**Enunciado**
Prosigue el texto sobre las críticas de figuras de la NBA a Trump a partir de su última oración.

**Bloque de texto**
——————
Rápidamente, LeBron James salió en defensa del base de los Warriors: “Tú, golfo”, escribió en respuesta a Trump. “Curry ya dijo que no iba, entonces no hay invitación. Ir a la Casa Blanca era un gran honor hasta que apareciste”. Otras voces autorizadas de la NBA también se pronunciaron en contra del magnate, como Draymond Green, que se preguntaba “cómo este tipo dirige nuestro país” o Kobe Bryant: "Un presidente cuyo nombre sólo crea división e ira, cuyas palabras inspiran discordia y odio, difícilmente puede hacer grande a América de nuevo”. En cuanto a los entrenadores, Steve Kerr, de los Warriors, y Gregg Popovich, de los Spurs de Pau Gasol, han sido especialmente críticos con Trump. El último técnico le ha calificado recientemente de “cobarde sin alma”.
——————
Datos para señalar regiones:
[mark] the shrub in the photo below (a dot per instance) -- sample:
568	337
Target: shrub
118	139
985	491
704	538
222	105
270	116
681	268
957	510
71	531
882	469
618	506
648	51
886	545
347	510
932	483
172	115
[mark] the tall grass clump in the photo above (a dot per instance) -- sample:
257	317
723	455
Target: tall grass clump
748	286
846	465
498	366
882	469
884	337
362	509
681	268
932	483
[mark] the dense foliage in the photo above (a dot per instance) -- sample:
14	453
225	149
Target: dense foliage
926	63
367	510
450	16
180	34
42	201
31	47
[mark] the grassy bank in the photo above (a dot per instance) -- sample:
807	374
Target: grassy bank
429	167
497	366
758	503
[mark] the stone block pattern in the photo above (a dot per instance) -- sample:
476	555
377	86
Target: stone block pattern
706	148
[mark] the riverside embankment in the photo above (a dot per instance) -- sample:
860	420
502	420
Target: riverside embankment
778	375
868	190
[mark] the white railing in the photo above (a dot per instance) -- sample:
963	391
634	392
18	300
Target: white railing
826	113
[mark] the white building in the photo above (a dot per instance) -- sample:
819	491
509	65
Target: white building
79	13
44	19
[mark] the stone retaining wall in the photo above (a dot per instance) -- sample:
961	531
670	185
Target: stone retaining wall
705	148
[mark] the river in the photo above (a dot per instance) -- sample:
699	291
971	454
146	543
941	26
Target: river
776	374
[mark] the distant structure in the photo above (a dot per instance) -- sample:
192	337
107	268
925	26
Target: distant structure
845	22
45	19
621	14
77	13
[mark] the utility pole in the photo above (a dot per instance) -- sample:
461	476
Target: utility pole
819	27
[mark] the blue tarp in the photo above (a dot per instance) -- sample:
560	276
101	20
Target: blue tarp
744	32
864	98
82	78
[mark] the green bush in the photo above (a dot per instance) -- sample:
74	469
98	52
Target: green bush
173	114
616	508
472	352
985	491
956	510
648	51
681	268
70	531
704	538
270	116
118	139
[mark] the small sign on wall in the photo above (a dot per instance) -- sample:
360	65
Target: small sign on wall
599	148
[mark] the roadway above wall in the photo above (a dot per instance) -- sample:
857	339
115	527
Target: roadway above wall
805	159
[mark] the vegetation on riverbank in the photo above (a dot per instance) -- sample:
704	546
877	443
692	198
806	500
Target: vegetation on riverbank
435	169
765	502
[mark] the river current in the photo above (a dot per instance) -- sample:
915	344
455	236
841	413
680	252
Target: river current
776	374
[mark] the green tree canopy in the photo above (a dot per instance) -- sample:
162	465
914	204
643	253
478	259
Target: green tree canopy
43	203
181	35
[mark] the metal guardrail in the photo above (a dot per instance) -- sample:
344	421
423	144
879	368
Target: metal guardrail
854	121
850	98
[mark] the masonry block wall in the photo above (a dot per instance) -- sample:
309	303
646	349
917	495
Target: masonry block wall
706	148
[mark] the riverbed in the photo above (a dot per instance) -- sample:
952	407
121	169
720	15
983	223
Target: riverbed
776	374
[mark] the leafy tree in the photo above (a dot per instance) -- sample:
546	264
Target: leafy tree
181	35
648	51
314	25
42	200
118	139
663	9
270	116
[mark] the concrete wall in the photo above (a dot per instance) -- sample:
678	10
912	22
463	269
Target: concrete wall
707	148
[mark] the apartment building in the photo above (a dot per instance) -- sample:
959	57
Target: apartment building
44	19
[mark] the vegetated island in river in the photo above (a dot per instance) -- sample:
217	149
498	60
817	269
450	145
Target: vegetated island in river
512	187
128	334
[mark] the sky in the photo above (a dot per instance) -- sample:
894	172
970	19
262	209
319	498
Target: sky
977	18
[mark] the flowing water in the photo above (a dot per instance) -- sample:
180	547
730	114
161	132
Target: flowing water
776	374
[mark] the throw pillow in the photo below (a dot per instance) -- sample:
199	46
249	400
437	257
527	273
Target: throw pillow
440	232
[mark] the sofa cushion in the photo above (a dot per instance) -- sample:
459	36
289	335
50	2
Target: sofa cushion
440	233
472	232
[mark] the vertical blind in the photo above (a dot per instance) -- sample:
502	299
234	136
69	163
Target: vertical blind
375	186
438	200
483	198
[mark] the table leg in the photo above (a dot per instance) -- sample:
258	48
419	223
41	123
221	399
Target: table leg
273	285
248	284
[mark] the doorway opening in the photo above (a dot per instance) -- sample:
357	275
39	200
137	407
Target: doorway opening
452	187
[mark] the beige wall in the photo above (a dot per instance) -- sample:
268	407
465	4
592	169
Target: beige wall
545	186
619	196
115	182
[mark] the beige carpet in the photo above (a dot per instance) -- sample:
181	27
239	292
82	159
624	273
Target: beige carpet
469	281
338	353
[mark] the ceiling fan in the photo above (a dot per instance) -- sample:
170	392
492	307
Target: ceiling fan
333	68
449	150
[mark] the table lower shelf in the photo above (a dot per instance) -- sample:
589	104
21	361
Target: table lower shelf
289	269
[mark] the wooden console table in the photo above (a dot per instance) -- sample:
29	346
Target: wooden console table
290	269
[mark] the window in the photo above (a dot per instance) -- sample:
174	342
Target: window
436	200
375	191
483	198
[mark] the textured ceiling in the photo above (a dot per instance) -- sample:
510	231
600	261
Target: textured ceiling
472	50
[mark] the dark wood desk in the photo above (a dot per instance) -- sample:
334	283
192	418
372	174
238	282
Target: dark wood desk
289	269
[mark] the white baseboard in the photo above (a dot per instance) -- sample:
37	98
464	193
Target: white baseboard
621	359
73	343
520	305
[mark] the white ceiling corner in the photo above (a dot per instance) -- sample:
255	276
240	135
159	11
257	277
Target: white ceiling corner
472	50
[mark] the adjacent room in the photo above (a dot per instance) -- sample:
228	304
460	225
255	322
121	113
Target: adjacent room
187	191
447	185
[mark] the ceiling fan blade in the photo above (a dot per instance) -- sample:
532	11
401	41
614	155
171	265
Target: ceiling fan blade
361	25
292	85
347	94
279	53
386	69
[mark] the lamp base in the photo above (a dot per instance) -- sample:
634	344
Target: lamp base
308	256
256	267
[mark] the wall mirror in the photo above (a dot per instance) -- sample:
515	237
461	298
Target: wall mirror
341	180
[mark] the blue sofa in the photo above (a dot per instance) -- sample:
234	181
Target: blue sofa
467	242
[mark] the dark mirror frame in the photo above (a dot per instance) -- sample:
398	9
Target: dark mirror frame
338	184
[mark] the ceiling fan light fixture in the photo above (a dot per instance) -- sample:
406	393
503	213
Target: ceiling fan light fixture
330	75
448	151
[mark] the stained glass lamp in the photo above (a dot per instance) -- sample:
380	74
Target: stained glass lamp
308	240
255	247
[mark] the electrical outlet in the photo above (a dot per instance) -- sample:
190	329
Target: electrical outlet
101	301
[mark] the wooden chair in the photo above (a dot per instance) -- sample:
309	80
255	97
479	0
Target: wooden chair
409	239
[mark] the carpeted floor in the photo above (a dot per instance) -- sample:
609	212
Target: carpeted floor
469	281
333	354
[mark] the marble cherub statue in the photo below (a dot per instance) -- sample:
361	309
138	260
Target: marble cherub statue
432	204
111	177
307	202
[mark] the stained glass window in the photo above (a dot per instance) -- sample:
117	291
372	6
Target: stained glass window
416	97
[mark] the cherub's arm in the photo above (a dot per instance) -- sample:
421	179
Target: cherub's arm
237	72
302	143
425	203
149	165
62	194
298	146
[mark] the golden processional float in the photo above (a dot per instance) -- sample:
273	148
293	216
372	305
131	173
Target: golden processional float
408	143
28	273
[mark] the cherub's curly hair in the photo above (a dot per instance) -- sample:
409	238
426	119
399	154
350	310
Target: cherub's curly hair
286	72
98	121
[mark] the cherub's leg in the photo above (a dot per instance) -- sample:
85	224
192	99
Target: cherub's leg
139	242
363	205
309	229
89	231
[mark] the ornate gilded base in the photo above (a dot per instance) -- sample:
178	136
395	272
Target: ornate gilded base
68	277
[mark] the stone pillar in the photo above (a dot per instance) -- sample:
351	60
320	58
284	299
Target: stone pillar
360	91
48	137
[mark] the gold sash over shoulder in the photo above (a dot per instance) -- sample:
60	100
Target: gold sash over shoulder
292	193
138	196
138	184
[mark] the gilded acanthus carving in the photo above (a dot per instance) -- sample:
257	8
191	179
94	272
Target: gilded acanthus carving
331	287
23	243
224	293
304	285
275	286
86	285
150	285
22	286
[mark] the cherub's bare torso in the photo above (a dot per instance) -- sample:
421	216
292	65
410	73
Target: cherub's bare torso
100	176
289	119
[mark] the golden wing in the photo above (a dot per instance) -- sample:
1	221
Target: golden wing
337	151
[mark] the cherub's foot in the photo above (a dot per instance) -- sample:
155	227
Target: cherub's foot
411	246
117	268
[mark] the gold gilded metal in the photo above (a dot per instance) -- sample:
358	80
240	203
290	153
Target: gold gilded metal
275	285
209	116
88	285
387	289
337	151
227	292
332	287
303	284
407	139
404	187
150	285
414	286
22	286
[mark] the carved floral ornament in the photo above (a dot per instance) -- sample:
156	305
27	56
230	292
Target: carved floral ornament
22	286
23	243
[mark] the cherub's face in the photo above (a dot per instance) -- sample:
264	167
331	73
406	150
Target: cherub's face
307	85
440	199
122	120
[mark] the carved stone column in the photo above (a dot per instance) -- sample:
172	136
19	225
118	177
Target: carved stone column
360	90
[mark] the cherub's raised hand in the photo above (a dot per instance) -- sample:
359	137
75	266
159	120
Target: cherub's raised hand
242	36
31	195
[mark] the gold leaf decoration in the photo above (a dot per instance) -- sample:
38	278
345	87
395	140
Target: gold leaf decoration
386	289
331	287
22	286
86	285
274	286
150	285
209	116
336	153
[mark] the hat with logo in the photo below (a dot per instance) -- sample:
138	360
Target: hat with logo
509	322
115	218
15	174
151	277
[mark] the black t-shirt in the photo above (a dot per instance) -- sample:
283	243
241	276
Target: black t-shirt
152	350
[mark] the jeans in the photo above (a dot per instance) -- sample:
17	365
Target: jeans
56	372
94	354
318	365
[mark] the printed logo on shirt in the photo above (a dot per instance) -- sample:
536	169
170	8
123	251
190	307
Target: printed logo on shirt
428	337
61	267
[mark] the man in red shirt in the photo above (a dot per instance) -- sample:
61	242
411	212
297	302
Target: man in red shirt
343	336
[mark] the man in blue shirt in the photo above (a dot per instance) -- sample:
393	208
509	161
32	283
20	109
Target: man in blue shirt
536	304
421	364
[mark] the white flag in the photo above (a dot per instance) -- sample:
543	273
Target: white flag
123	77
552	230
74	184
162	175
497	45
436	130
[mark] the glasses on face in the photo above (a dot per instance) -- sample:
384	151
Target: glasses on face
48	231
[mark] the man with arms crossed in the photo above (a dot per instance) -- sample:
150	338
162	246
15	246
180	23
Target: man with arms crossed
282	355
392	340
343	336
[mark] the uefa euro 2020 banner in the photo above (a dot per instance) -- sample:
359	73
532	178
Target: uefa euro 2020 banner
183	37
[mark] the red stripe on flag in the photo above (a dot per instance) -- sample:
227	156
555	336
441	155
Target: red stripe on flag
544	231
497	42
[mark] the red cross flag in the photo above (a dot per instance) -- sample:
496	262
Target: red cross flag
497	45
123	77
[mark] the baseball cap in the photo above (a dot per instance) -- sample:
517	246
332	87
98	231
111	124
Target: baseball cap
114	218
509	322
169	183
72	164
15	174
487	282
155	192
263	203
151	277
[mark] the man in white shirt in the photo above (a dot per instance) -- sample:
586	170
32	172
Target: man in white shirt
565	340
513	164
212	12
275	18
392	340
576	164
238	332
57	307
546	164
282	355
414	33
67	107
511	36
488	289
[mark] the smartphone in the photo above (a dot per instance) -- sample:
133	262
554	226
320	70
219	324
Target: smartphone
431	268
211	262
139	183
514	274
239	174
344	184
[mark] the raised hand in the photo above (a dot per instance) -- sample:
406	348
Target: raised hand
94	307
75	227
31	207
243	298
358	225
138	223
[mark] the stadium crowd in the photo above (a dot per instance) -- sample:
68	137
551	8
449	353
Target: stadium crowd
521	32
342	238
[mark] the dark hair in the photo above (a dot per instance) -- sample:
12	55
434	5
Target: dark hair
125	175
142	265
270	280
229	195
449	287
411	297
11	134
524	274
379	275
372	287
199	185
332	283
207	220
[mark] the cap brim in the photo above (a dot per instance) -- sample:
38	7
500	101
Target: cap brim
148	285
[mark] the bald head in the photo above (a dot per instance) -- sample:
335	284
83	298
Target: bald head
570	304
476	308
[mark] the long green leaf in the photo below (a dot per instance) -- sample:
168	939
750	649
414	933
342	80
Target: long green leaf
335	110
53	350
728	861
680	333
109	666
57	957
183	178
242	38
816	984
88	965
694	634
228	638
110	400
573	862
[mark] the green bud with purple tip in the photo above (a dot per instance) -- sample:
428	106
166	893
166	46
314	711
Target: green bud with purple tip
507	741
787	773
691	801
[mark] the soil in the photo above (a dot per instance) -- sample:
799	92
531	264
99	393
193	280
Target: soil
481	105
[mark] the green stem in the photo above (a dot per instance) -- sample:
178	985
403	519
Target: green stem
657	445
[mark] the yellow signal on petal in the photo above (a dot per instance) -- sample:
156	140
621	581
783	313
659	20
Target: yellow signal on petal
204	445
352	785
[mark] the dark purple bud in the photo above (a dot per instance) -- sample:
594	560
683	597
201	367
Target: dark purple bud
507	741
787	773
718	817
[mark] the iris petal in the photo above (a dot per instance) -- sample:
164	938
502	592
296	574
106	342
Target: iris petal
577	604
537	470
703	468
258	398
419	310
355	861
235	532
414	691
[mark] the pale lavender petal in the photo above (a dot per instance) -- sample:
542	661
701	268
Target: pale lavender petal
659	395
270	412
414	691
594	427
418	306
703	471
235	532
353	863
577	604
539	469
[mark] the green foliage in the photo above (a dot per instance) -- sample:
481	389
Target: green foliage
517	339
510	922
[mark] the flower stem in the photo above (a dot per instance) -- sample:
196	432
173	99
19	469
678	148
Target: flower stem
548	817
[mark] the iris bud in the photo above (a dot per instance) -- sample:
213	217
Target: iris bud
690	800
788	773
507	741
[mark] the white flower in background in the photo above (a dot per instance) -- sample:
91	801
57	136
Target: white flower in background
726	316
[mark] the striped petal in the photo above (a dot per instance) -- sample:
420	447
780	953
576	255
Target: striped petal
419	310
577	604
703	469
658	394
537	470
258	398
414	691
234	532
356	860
——————
**Resultado**
Espoleado por la bronca que se estaba montando, el líder republicano no cejó en su empeño de criminalizar a los deportistas y disparó horas más tarde contra el fútbol americano. Ese mismo día, el 23 de septiembre, en un mitin en la localidad de Huntsville (Alabama), Trump sobrepasó cualquier límite llamando “hijos de puta” a los jugadores que se arrodillaban al sonar el Star-Spangled Banner y pidió a los fans que boicoteasen los partidos. Había emprendido previamente fuertes embestidas contra Hillary Clinton, Kim Jong-un, los actores de Hollywood o el exdirector del FBI, James Comey, pero no en términos tan soeces. Literalmente, dijo: “No os gustaría ver a uno de los dueños de la NFL, cuando alguien no respeta nuestra bandera, decir: ‘Quita a ese hijo de puta del campo ahora mismo. ¡Fuera! ¡Estás despedido!’”.
La respuesta colectiva fue sin duda una de las imágenes del año: todas las franquicias de la NFL decidieron poner rodilla a tierra o entrelazar sus brazos durante la ceremonia del himno en señal de protesta. No sólo fueron los jugadores, sino también los directivos, muchos de los cuales son reconocidos amigos del presidente —según datos de la Comisión Electoral Federal, los dueños de la NFL contribuyeron con ocho millones de dólares a la campaña republicana de 2016—. Hubo también dos equipos que se quedaron dentro del vestuario. Ningún colectivo se había enfrentado al magnate con semejante muestra de unidad.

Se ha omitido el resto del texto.